__DIRECTIVE A__:
From the well-treatment claims, quote the stretch from "12. The method" through "of these particles.".
__DIRECTIVE B__:
In the well-treatment claims, why do the plugs decompose at stage (f) when stages (a)-(e) are repeated? Answer in one to three sentences.
__DIRECTIVE C__:
According to the well-treatment claims, at what concentration are polyelectrolytes and/or their precursors present in the suspension?

__DOCUMENT PASSAGE__:
11. The method of claim 1 , wherein polyelectrolytes and/or their precursors are present in the said suspension in the concentration from approximately 0.1 mL/L to approximately 50 mL/L and, in most cases, from approximately 0.2 mL/L to approximately 20 mL/L.
12. The method of claim 1 , wherein stage (c) of the formation of the degradable viscous phase implies the formation of polyelectrolytes from their precursors under the influence of variations in temperature, pH of the medium, chemical reaction between a precursor and another reagent, or combination thereof.
13. The method of claim 1 , wherein the suspension additionally comprises non-degradable particles made of any material including ceramics, rubber, silicon dioxide, carbonates, sand, plastic, glass, and any proppant utilised in the hydraulic fracturing process, or combinations of these particles.
14. The method of claim 1 , wherein the suspension additionally comprises an agent for the retardation or acceleration of plug degradation.
15. The method of claim 1 , wherein the method comprises stages (a)-(e) successively repeated one or many times for diverting fracturing fluid from previous perforated intervals to at least one next perforated interval to create, and facilitate the propagation of, a hydraulic fracture, while plugs decompose subsequently at stage (f) due to the degradation of insoluble material.
16. A method for treating wells with a plurality of perforated intervals comprises the following stages:
a) injection of fracturing fluid into a well with a plurality of perforated intervals to create, and facilitate the propagation of, a hydraulic fracture in at least one of the perforated intervals;
b) injection of the suspension containing insoluble degradable material, a charged surface active agent, and an oppositely charged polyelectrolyte and/or its precursors into the well;
c) formation of the degradable viscous phase, non-miscible with fracturing fluid, from the oppositely charged polyelectrolytes and/or their precursors;
d) formation of a degradable plug in at least one of the perforated intervals, fracture, and wellbore;
e) diversion of the fracturing fluid flow to the next perforated interval.

__DATA SEGMENT__:
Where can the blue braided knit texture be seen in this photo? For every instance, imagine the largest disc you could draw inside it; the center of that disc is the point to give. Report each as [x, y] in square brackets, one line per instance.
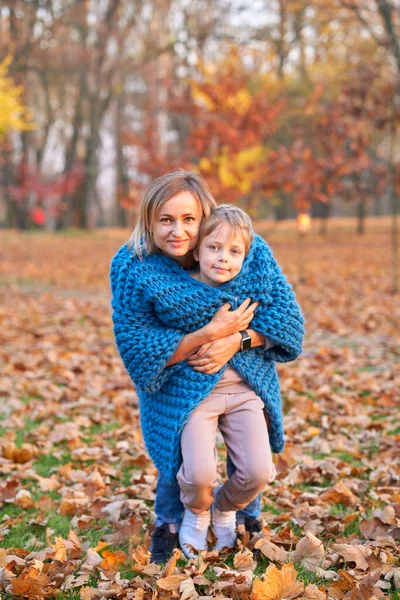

__TASK RESULT A__:
12. The method of claim 1 , wherein stage (c) of the formation of the degradable viscous phase implies the formation of polyelectrolytes from their precursors under the influence of variations in temperature, pH of the medium, chemical reaction between a precursor and another reagent, or combination thereof.
13. The method of claim 1 , wherein the suspension additionally comprises non-degradable particles made of any material including ceramics, rubber, silicon dioxide, carbonates, sand, plastic, glass, and any proppant utilised in the hydraulic fracturing process, or combinations of these particles.

__TASK RESULT B__:
The plugs decompose at stage (f) because the insoluble material in them degrades. This follows the repetition of stages (a)-(e), which diverts fracturing fluid from previous perforated intervals to at least one next interval.

__TASK RESULT C__:
They are present at approximately 0.1 mL/L to approximately 50 mL/L, and in most cases at approximately 0.2 mL/L to approximately 20 mL/L.